▶ _Passage shown_:
-- Start --

I interviewed Adam Cresswell from Saloon for Issue 89, I tell her. Cresswell recalled seeing her in 1997 and headhunting her to join his new band.

“I was so naive,” she sighs. “I didn’t realise that you could be in more than one band at a time. Everything had to so be regimented with me. I obviously don’t regret being in Saloon – it was great. But I could have done both. ”


Seven years making quirky synthpop is an unlikely adjunct to a musical career now infused with both austere folk tradition and sonic experimentation. In Saloon publicity pictures, Cotton looks characteristically bashful – a spectral presence at the back of gritty, monochrome shots. The band themselves perpetually hovered on the brink of commercial success. In 2002, ‘Girls Are The New Boys’ topped John Peel’s annual Festive 50 countdown, albeit amid accusations of vote rigging that Cresswell claims ultimately broke the group’s spirit. With Saloon in disarray, Cotton retreated to home life with her husband Mark, her partner since those first faltering months at Reading.

“It wasn’t fun anymore,” she agrees. “Although I’ve heard more about it since it happened than I did at the time. After Saloon split up, we started writing songs together, but I didn’t think I’d ever be able to sing them live. Then Mark joined a band called The Eighteenth Day Of May, and I went to their first gig at the Freemason’s Hall in London. I was totally blown away. I thought, ‘OK, maybe I could actually join and just not do much!’. I went straight into recording the album, then started playing live with them. We did so much in such a short space of time. We played South By Southwest, and we supported Robyn Hitchcock and Peter Buck.”

The band’s self-titled 2005 album (and, sadly, their only one) is a criminally neglected folk rock classic. Metaphorically speaking, The Eighteenth Day Of May barely limped into June, although four members – including Cotton, Mark, Karl Sabino and trad folk obsessive Ben Phillipson – went on to form Trimdon Grange Explosion, a psych folk band named after a coal mining disaster in February 1882, when 74 men and boys lost their lives in a gas explosion at the Trimdon Grange Colliery. So, another musical project inspired by a Country Durham industrial tragedy? 

“I hadn’t even thought about that!” she exclaims. “We just wanted to carry on playing folk music together, and Ben loved the song ‘The Trimdon Grange Explosion’. It was written just after the disaster by Tommy Armstrong, who was known locally as The Pitman Poet. Ben asked me if I’d like to sing it live, which was something still quite new to me.”

-- End --

▶ _Material_:
-- Start --

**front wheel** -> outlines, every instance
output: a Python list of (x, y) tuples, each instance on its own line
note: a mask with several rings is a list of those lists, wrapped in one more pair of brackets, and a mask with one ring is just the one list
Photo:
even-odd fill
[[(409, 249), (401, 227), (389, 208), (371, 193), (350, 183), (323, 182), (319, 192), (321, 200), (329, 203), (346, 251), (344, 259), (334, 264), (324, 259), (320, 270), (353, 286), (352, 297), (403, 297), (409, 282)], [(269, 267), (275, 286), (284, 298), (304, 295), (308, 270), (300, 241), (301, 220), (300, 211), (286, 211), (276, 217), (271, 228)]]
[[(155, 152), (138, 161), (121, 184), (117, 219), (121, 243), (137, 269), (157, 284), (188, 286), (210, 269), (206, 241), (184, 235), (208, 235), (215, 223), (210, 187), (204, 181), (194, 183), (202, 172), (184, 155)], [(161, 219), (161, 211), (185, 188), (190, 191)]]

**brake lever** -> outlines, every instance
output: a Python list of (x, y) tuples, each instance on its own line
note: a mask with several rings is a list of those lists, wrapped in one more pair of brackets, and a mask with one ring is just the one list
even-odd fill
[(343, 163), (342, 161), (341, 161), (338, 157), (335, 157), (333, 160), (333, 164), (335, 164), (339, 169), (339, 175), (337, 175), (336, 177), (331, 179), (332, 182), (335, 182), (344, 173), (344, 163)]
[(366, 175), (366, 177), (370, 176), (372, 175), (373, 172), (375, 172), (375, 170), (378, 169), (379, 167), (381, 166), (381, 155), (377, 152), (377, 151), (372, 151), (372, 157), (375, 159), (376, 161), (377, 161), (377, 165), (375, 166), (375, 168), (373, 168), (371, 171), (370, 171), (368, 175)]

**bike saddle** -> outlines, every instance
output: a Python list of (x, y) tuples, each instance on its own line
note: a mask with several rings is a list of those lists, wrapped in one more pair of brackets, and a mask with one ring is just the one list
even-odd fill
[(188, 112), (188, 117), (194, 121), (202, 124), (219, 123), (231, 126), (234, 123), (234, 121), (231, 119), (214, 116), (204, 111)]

-- End --

▶ _Exercise set_:
**A)** Answer these questions using the interview excerpt.
(i) In what year did Cresswell recall first seeing Cotton?
(ii) Which song topped John Peel's Festive 50 countdown in 2002?
(iii) How many men and boys died in the Trimdon Grange Colliery explosion?
**B)** Copy the part of the interview excerpt that opens with the words containing "Seven years making" and closes with "months at Reading.".
The listing is not needed for any of this work.

▶ _Responses per task_:
**A)**
(i) 1997
(ii) 'Girls Are The New Boys'
(iii) 74

**B)**
Seven years making quirky synthpop is an unlikely adjunct to a musical career now infused with both austere folk tradition and sonic experimentation. In Saloon publicity pictures, Cotton looks characteristically bashful – a spectral presence at the back of gritty, monochrome shots. The band themselves perpetually hovered on the brink of commercial success. In 2002, ‘Girls Are The New Boys’ topped John Peel’s annual Festive 50 countdown, albeit amid accusations of vote rigging that Cresswell claims ultimately broke the group’s spirit. With Saloon in disarray, Cotton retreated to home life with her husband Mark, her partner since those first faltering months at Reading.